Segment Open

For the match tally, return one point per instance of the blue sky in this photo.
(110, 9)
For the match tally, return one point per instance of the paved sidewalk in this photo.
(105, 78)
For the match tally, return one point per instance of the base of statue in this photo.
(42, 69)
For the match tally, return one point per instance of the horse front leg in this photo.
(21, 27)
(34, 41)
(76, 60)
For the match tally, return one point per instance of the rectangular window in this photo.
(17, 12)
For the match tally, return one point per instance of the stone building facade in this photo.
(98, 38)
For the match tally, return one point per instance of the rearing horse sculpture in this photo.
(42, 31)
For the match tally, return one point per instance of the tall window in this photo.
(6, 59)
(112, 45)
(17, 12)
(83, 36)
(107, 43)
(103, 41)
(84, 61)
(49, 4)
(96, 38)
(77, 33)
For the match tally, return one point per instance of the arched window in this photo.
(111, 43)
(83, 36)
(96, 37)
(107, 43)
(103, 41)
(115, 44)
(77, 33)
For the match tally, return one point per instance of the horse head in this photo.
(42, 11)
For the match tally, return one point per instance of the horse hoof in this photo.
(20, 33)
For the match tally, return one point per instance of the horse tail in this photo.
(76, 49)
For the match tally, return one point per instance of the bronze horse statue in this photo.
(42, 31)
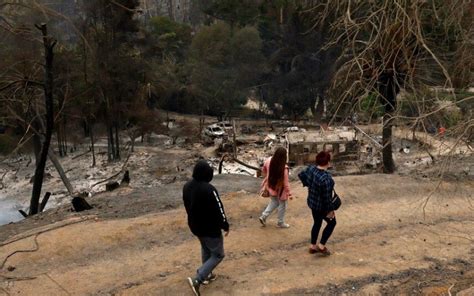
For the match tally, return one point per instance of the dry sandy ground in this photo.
(382, 244)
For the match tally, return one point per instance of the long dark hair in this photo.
(277, 168)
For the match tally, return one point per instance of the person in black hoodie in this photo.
(206, 219)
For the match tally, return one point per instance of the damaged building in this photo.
(304, 146)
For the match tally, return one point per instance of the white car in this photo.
(225, 125)
(214, 131)
(292, 129)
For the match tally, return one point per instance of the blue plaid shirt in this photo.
(320, 186)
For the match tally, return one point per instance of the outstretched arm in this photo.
(220, 212)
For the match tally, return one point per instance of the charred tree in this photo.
(388, 90)
(48, 44)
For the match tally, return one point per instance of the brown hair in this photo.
(277, 168)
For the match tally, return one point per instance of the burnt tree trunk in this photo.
(49, 44)
(61, 172)
(388, 89)
(110, 142)
(117, 143)
(91, 132)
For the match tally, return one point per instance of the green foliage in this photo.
(242, 13)
(169, 37)
(223, 66)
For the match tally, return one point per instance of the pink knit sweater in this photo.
(285, 193)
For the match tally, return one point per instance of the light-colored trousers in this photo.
(274, 203)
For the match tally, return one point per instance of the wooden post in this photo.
(44, 201)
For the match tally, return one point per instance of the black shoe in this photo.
(194, 284)
(210, 278)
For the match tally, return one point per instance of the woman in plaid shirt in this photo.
(320, 187)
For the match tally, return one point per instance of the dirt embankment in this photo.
(382, 244)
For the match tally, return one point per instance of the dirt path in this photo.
(381, 245)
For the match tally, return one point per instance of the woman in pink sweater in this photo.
(275, 172)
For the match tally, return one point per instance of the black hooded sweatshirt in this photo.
(206, 215)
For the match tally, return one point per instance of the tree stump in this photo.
(80, 204)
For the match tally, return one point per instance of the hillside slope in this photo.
(381, 245)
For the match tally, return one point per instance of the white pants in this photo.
(274, 203)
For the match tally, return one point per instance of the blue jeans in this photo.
(212, 252)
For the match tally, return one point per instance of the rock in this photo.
(111, 185)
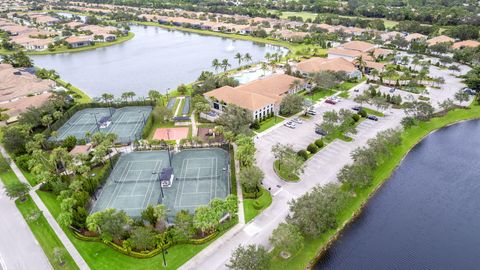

Segment Closed

What you will do: Print the lines from the line with "embankment in this photo." to the end of the data above. Include both ends, exclude the pictures, and add nothing else.

Response to this task:
For the match tally, return one point per instance of the dirt embankment in this photo.
(382, 244)
For the match tally, return one point per instance of the dirt path in this photo.
(381, 245)
For the match tally, return one point per instance of the woman in pink sweater in this photo.
(275, 172)
For the match tally, return one point per instance of the black hooded sweatshirt in this photo.
(206, 215)
For the match tally, return one point per instance of the tree stump in this photo.
(80, 204)
For the match tally, return one point per instance of the hillside slope in this photo.
(381, 245)
For the match tally, return one point per instance of the white pants in this photo.
(274, 203)
For the match tally, return one point per instance of the blue jeans in this photo.
(212, 252)
For the match tally, return one point per instance of the rock in this photo.
(111, 185)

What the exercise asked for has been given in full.